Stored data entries
* * *

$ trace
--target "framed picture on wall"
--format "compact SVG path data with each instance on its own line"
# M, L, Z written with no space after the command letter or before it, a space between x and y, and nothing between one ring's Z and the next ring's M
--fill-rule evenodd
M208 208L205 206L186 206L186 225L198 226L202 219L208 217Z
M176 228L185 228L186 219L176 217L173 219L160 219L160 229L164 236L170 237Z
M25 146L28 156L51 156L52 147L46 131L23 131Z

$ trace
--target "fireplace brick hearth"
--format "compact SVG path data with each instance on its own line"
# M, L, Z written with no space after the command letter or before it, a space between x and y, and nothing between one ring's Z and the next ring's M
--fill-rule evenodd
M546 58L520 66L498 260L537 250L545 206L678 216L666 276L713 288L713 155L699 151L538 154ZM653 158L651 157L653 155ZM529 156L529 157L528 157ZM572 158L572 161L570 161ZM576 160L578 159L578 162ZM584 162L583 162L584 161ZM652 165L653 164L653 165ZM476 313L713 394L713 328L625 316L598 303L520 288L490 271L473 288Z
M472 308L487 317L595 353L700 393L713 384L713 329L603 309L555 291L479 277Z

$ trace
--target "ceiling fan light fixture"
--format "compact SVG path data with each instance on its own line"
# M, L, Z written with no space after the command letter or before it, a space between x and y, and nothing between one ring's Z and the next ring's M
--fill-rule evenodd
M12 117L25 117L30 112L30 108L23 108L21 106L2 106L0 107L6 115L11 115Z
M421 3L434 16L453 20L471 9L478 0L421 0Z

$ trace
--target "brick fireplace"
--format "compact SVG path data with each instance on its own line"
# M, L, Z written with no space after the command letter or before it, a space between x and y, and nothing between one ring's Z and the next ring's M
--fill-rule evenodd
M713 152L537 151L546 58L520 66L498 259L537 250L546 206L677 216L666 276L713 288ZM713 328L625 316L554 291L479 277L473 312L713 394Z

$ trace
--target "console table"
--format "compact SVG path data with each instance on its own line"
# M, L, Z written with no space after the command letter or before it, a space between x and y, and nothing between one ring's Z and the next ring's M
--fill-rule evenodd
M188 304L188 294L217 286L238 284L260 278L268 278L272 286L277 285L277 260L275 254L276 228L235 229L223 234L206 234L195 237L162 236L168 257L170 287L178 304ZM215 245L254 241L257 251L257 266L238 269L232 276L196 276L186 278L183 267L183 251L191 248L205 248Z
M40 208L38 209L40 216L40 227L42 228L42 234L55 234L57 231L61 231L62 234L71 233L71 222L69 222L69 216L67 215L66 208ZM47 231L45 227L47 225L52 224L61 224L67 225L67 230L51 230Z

* * *

- Goal
Copy all of the lines above, without changing anything.

- Written solution
$ trace
--target "framed picture on wall"
--format "compact SVG path data with each instance on its own line"
# M, L, Z written with no space after the command letter or before it, a space between x and y, and nothing between one ring's Z and the next ring's M
--fill-rule evenodd
M208 208L205 206L186 206L186 225L198 226L202 219L208 217Z
M176 228L185 228L186 219L176 217L173 219L160 219L160 229L164 236L170 237Z
M25 146L28 156L51 156L52 147L46 131L23 131Z

$ trace
--target "fireplace brick hearth"
--format "compact SVG path data with each instance on its own line"
# M, L, Z written with no space after the command letter or before it, a space between x and y, and nothing between one ring's Z and the next ring's M
--fill-rule evenodd
M546 58L520 66L498 260L537 250L545 206L678 216L666 276L713 288L713 155L699 151L538 154ZM653 158L651 157L653 155ZM529 156L529 157L528 157ZM572 158L572 161L570 161ZM576 160L578 159L578 162ZM584 162L583 162L584 161ZM652 165L653 164L653 165ZM476 313L713 394L713 328L625 316L598 303L520 288L490 271L473 288Z
M472 308L487 317L595 353L700 393L713 384L713 329L603 309L555 291L479 277Z

$ trace
--target "ceiling fan light fixture"
--format "compact SVG path data with each instance on its own line"
# M, L, Z written with no space after the command letter or before it, a space between x and y, and nothing between one ring's Z and the next ring's M
--fill-rule evenodd
M12 117L25 117L30 112L30 108L23 108L21 106L2 106L0 107L6 115L11 115Z
M421 3L434 16L453 20L471 9L478 0L421 0Z

$ trace
--target "brick fireplace"
--format "compact SVG path data with each instance on its own line"
# M, L, Z written with no space after the command letter or before it, a space between x and y, and nothing between one ring's Z and the next ring's M
--fill-rule evenodd
M713 152L537 151L546 58L520 66L498 259L537 250L546 206L677 216L666 276L713 288ZM713 328L625 316L554 291L479 277L473 312L713 394Z

$ trace
--target "console table"
--format "compact SVG path data with each instance on its own line"
# M, L, Z written with no space after the command letter or before it, a space between x and y, and nothing between one ring's Z and the next ring's M
--fill-rule evenodd
M188 304L188 294L217 286L238 284L260 278L268 278L272 286L277 285L277 260L275 254L276 228L235 229L223 234L206 234L195 237L162 236L168 257L170 287L178 304ZM215 245L254 241L257 251L257 266L238 269L232 276L196 276L186 278L183 267L183 251L191 248L205 248Z
M40 208L38 209L40 216L40 227L42 228L42 234L55 234L57 231L61 231L62 234L71 233L71 222L69 222L69 216L67 215L66 208ZM47 231L45 227L47 225L52 224L61 224L67 225L67 230L51 230Z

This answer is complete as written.